■ **Information shown**:
※

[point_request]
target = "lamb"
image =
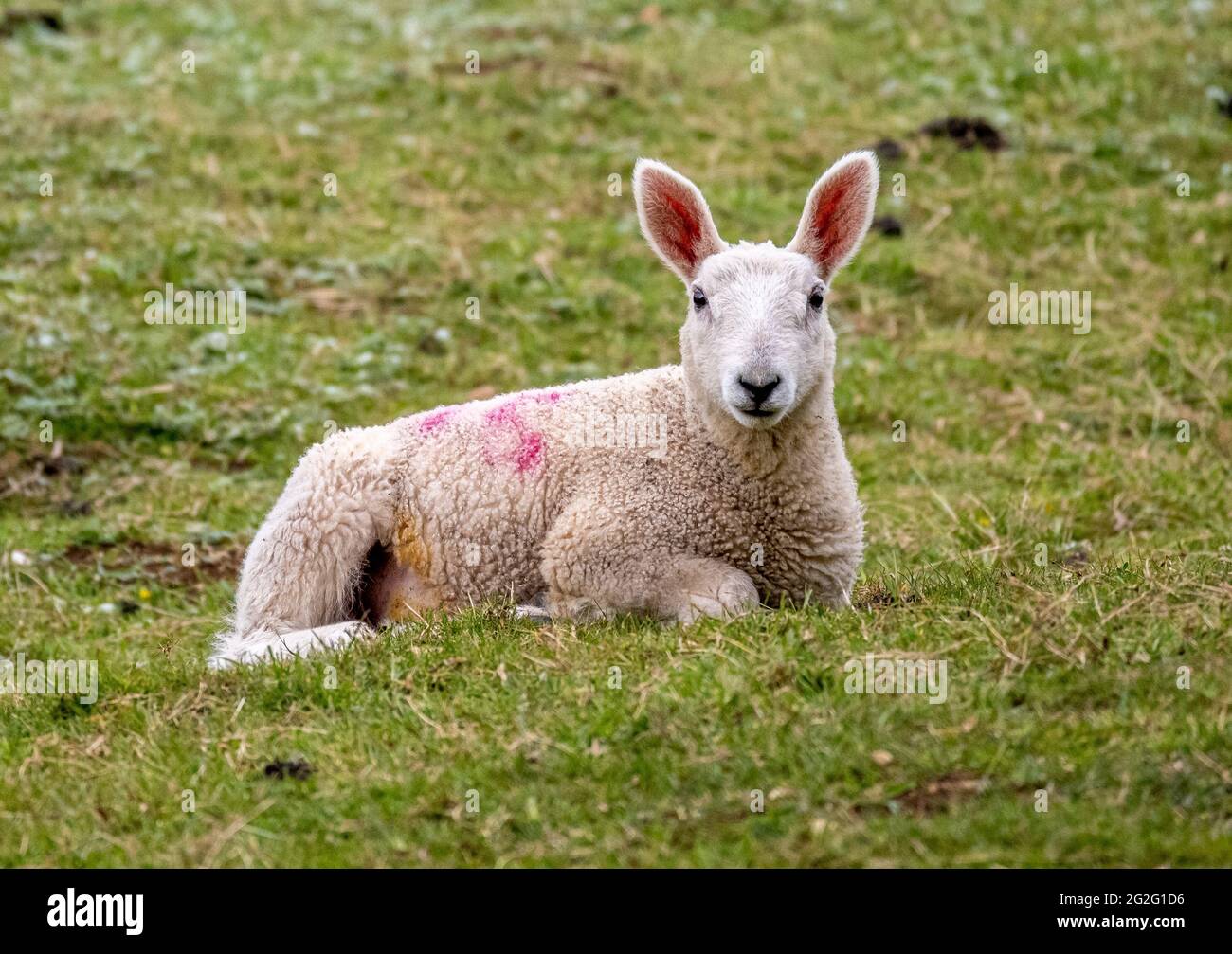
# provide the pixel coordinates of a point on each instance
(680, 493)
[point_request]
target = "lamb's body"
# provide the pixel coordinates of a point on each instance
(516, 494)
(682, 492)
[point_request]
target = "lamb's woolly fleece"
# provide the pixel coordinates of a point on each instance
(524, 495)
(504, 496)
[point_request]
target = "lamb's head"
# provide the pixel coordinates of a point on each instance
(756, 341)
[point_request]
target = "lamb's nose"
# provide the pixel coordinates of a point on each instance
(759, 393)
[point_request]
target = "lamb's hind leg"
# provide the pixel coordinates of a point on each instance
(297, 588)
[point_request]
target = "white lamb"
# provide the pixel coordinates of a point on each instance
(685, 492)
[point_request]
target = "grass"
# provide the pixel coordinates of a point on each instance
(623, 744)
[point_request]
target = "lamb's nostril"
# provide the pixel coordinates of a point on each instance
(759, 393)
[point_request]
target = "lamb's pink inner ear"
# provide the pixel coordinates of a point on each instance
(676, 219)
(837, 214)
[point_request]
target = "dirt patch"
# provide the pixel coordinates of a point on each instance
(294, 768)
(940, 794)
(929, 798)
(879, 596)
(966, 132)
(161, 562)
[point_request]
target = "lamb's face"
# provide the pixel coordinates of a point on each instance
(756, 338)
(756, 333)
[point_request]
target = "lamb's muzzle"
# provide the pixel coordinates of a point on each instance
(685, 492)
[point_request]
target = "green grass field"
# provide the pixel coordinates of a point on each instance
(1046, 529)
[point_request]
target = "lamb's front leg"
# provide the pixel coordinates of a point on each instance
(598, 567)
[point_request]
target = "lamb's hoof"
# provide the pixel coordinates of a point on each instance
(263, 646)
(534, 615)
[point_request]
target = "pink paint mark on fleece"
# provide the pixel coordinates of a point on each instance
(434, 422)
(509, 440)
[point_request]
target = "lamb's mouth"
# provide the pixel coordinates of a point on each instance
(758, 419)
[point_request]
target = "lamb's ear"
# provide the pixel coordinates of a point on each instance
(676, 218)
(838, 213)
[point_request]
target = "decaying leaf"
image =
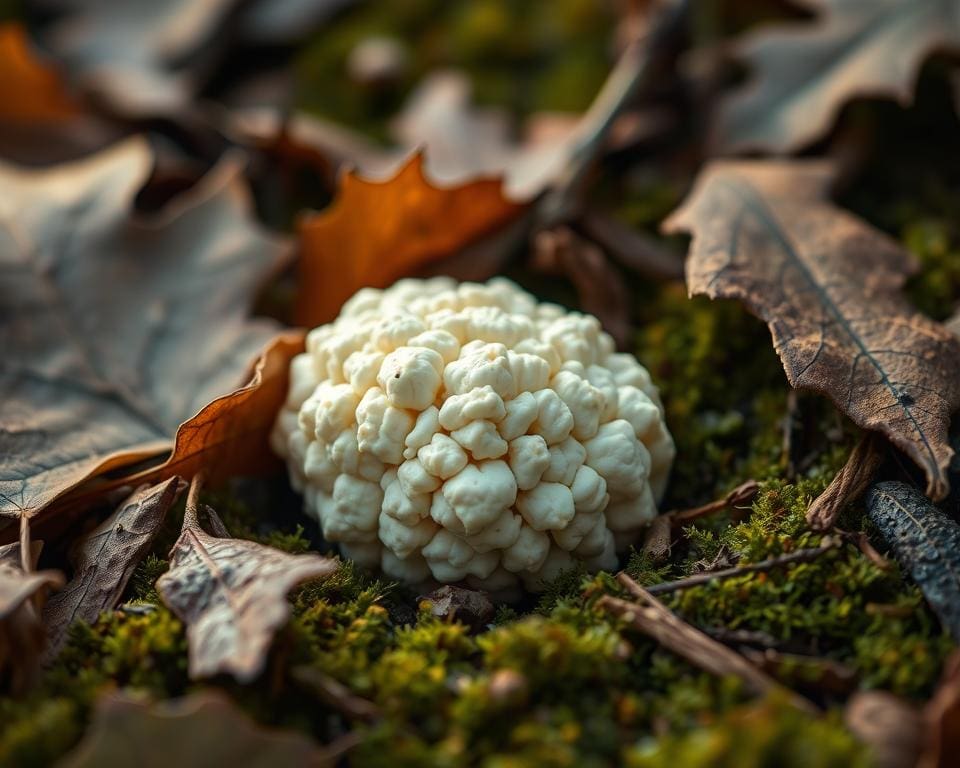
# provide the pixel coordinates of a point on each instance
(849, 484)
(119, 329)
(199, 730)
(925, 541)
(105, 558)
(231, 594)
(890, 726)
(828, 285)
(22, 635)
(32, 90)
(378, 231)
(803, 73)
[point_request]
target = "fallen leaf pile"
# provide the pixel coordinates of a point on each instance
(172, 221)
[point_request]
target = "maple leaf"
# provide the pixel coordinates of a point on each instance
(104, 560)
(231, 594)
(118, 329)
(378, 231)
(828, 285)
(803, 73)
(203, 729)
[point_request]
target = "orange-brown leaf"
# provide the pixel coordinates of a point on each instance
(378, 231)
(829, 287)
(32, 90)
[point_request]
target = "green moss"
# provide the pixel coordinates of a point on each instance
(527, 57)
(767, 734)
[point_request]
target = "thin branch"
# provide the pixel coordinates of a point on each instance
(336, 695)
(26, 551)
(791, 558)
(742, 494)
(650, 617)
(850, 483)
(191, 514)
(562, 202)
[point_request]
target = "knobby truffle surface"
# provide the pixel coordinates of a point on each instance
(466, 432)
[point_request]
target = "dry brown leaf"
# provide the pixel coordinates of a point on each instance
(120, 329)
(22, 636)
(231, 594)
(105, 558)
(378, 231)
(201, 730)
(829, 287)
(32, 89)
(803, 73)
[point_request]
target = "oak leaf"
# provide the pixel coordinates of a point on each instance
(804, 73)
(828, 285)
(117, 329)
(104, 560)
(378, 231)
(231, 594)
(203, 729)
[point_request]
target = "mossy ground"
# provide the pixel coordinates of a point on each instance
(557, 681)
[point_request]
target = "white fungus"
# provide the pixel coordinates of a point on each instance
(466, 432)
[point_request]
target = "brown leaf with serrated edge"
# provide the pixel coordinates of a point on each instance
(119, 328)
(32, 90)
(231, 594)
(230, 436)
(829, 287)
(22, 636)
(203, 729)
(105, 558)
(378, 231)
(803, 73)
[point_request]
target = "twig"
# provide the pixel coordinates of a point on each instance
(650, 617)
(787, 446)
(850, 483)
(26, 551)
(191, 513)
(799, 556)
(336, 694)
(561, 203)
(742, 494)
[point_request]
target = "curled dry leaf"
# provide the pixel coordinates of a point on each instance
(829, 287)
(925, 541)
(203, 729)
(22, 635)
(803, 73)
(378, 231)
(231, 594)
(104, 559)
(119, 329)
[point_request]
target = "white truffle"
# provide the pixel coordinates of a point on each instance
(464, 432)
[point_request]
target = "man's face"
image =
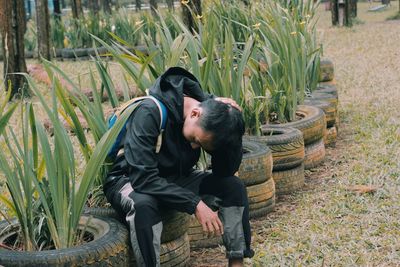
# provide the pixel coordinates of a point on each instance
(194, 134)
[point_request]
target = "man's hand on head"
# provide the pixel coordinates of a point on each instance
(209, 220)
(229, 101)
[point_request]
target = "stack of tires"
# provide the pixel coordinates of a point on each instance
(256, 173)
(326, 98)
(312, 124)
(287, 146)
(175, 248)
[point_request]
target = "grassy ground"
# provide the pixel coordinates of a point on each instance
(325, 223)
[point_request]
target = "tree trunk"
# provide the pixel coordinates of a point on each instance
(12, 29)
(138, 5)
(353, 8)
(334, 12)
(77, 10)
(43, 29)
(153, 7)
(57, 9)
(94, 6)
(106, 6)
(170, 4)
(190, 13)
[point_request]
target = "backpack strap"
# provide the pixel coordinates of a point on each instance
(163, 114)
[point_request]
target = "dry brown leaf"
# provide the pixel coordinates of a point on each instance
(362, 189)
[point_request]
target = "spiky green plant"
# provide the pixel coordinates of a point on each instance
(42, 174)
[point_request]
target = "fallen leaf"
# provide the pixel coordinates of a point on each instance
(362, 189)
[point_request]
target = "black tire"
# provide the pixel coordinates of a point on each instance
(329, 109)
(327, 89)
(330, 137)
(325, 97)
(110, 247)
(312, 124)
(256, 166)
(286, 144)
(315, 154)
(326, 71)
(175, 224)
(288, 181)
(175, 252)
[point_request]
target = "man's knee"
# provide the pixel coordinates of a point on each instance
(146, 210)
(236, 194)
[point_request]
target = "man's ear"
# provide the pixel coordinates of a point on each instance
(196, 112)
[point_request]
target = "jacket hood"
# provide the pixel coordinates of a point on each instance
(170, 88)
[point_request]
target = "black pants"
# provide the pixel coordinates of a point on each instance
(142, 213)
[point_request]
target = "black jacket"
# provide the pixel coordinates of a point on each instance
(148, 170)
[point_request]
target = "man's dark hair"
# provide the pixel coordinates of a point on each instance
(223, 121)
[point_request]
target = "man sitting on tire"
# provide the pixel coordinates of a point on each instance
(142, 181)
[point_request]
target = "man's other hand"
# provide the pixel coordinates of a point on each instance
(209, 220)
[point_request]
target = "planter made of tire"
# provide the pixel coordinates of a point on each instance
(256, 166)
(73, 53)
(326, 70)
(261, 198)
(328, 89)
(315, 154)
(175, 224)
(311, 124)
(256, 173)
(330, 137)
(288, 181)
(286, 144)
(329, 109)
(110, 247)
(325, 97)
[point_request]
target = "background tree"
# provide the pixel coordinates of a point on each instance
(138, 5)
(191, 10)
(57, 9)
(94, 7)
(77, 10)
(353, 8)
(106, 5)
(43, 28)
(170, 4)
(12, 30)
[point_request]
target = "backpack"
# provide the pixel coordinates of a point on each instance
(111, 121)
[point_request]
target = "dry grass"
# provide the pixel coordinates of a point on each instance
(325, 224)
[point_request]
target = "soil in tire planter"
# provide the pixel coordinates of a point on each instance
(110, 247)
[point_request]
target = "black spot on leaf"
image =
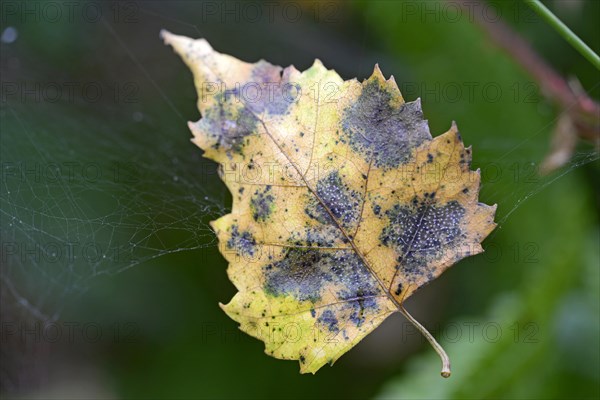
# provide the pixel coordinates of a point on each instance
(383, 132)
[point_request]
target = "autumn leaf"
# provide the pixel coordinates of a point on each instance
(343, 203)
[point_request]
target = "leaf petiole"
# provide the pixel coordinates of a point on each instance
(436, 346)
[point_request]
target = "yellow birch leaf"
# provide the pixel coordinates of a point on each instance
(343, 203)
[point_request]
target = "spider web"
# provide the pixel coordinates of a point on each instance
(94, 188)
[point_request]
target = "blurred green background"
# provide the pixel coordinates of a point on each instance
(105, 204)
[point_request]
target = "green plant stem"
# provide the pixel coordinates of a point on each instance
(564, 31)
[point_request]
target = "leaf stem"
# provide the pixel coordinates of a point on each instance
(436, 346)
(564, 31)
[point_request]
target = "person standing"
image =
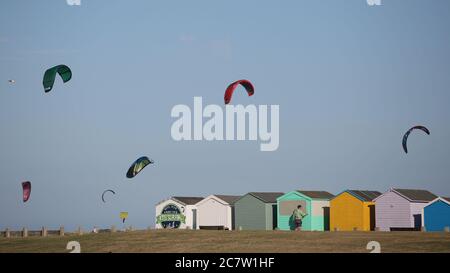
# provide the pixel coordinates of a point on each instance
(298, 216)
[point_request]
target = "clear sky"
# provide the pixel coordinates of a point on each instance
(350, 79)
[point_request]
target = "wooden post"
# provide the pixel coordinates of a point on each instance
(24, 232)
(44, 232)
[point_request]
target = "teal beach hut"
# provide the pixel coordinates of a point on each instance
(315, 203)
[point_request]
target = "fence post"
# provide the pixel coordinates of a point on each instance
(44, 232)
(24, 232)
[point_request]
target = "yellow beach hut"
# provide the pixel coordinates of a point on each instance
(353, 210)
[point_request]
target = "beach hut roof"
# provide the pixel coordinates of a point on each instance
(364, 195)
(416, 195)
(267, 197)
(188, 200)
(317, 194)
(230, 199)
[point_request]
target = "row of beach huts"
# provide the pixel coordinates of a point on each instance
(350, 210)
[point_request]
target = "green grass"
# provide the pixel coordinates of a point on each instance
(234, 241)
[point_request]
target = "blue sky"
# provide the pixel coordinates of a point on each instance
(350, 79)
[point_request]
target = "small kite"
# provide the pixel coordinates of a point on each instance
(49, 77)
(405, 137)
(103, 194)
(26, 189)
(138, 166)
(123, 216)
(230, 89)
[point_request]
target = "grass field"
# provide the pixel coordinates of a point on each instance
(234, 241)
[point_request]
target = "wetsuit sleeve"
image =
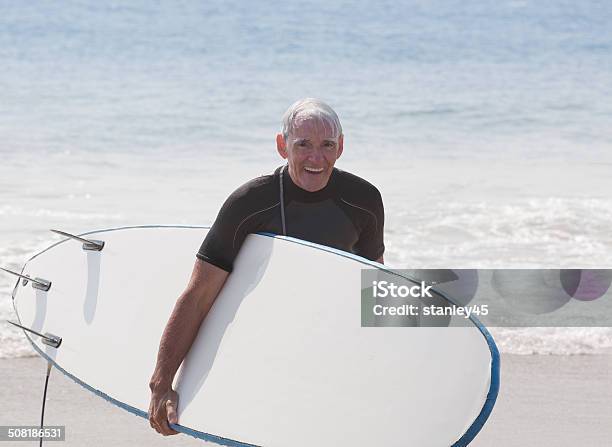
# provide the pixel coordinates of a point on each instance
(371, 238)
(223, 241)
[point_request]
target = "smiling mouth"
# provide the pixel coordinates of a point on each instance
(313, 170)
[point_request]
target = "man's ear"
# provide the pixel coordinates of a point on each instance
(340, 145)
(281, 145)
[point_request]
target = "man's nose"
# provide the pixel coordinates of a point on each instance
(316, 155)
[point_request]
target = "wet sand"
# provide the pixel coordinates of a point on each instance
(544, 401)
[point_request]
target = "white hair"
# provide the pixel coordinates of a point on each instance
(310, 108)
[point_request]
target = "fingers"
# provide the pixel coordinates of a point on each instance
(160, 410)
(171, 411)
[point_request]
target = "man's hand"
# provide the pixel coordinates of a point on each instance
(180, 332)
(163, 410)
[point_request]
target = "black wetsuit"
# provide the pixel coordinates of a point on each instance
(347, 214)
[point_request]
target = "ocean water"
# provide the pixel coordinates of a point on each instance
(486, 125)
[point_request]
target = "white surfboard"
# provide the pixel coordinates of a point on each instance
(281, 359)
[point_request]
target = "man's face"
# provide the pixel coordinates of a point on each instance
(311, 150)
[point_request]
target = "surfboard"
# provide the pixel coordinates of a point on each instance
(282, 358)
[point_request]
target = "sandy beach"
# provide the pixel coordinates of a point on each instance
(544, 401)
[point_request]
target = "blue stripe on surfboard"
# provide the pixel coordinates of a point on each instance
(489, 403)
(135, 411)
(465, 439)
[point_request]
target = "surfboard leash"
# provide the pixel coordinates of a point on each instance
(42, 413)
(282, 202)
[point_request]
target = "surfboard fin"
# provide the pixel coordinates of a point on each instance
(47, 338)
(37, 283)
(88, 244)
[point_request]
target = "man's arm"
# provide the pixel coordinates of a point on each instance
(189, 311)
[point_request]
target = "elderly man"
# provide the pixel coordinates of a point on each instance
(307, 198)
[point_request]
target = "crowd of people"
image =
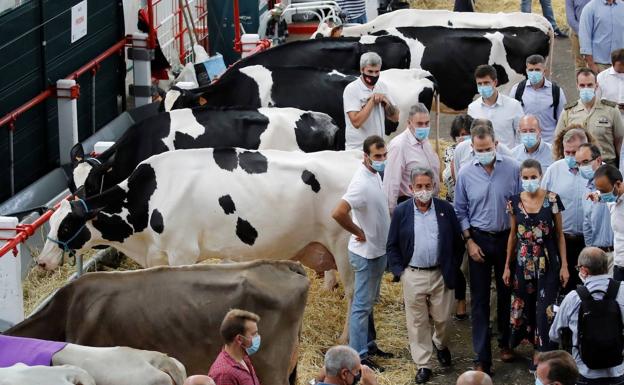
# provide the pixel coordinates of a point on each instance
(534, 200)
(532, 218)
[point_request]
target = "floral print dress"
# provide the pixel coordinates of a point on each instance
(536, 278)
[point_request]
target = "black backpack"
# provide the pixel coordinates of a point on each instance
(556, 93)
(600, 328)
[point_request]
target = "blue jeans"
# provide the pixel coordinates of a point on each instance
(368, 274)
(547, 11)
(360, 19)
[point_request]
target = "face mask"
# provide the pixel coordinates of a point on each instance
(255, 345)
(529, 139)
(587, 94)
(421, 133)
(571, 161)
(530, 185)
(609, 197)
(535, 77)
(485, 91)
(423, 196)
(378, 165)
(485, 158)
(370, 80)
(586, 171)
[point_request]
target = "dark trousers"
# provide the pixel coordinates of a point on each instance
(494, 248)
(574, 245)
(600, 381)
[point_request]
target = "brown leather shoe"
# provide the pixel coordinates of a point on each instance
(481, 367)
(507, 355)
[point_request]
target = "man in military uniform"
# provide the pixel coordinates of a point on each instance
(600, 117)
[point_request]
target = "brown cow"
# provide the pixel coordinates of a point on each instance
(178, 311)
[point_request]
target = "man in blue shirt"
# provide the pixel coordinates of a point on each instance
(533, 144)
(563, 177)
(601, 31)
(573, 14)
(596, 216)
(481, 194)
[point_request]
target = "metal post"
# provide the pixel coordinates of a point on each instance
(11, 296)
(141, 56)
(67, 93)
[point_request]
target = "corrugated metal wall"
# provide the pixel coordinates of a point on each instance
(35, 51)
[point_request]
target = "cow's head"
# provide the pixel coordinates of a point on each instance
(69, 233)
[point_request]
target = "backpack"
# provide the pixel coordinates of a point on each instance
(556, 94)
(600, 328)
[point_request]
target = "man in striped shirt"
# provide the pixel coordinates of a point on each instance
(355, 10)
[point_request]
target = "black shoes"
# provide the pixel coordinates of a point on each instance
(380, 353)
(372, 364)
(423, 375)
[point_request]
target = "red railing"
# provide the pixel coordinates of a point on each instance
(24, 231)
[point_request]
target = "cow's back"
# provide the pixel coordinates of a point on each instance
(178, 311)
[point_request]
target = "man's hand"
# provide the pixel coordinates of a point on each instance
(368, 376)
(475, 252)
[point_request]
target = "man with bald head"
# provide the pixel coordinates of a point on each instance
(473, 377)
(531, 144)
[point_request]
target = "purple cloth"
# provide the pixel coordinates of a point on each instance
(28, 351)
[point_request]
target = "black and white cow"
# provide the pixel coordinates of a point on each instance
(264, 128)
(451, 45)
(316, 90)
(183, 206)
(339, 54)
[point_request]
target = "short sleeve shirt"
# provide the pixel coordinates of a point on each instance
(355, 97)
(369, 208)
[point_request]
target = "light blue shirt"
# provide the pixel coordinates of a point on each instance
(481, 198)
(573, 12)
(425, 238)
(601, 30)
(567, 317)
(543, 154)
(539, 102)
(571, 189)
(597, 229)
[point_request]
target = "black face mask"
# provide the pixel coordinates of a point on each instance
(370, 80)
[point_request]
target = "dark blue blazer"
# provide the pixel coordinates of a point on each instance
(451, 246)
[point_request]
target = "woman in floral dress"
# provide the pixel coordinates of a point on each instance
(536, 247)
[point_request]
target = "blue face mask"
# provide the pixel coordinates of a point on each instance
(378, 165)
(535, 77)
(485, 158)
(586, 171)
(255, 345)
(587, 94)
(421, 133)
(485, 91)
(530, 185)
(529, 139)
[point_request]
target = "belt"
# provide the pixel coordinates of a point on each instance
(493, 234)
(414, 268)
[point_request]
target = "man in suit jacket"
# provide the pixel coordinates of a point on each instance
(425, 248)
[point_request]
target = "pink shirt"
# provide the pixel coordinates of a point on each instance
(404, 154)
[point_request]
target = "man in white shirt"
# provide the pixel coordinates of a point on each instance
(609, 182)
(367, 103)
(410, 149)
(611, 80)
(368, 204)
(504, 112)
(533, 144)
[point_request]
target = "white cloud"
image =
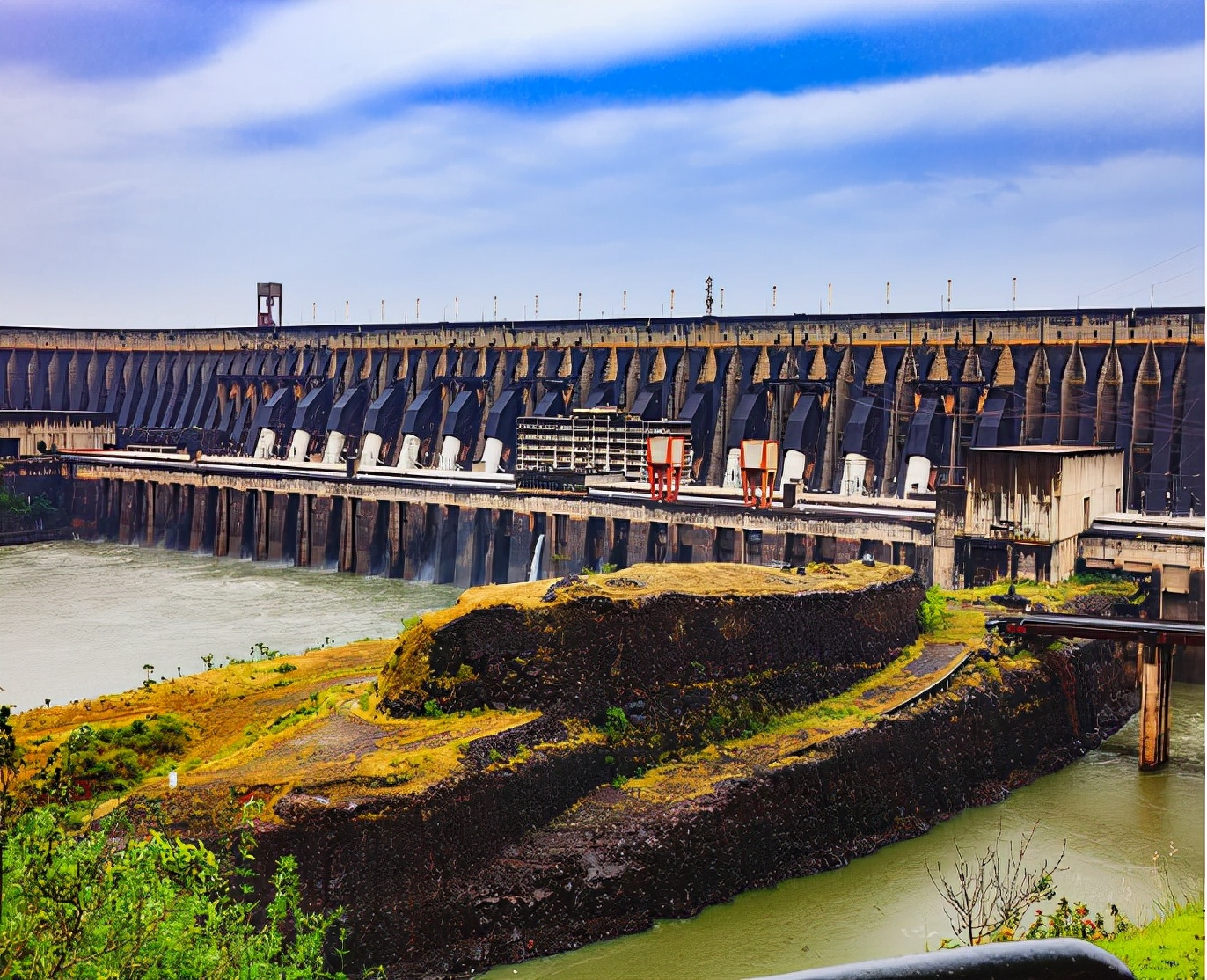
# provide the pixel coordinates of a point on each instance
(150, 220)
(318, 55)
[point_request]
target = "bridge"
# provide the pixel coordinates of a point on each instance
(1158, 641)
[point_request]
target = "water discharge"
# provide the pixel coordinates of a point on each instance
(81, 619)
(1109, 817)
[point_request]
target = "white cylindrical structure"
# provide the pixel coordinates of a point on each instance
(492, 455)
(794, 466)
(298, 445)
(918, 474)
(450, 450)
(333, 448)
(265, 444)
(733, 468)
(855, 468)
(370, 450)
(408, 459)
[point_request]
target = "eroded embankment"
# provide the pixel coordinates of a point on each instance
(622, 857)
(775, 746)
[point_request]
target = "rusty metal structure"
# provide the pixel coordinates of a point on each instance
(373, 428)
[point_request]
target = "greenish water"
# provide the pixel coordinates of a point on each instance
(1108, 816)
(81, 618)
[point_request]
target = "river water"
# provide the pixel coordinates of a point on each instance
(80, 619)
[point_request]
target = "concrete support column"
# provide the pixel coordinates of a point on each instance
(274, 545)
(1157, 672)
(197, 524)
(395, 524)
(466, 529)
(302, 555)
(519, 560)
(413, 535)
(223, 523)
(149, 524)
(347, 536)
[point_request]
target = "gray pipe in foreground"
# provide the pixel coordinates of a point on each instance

※

■ **Work required**: Please rename "lamb's" to "sheep's" in the entries from the start of the entries through the line holding "(1046, 529)", inclusive, and repeat those lines with nothing else changed. Leave the pictures out of your answer.

■ **Exercise answer**:
[point_request]
target = "lamb"
image =
# provide the pixel coordinates of a point on each instance
(680, 493)
[point_request]
target = "sheep's body"
# provide the pixel coordinates of a point on each instance
(516, 494)
(682, 492)
[point_request]
target = "sheep's woolly fleece"
# provide the pixel coordinates of a point on each instance
(524, 495)
(504, 496)
[point_request]
target = "sheep's head"
# provide the pixel coordinates of a point on each instance
(756, 341)
[point_request]
target = "sheep's nose"
# provide the pixel coordinates of a point on each instance
(759, 393)
[point_request]
target = "sheep's hind leg"
# provide the pixel coordinates of a point on each instance
(297, 588)
[point_request]
target = "white lamb"
# provide the pixel coordinates of a point on each instance
(685, 492)
[point_request]
target = "grass"
# provide the pixel coordinates of a point on each instance
(623, 744)
[point_request]
target = "sheep's nostril"
# provide the pixel coordinates of a point on each instance
(759, 393)
[point_request]
target = "sheep's pink inner ear"
# provide the pixel coordinates of a point on each instance
(676, 219)
(837, 214)
[point_request]
target = "dirt patch"
# provide the pixel coordinates of a point on each instance
(294, 768)
(940, 794)
(929, 798)
(879, 596)
(966, 132)
(161, 562)
[point_request]
target = "sheep's face"
# provide the pixel coordinates of a point on each instance
(756, 338)
(756, 333)
[point_request]
target = "sheep's muzzle"
# provide the pixel coordinates of a point on each instance
(685, 492)
[point_request]
target = "green grass field"
# provide the pixel coordinates of a point on each instance
(1046, 529)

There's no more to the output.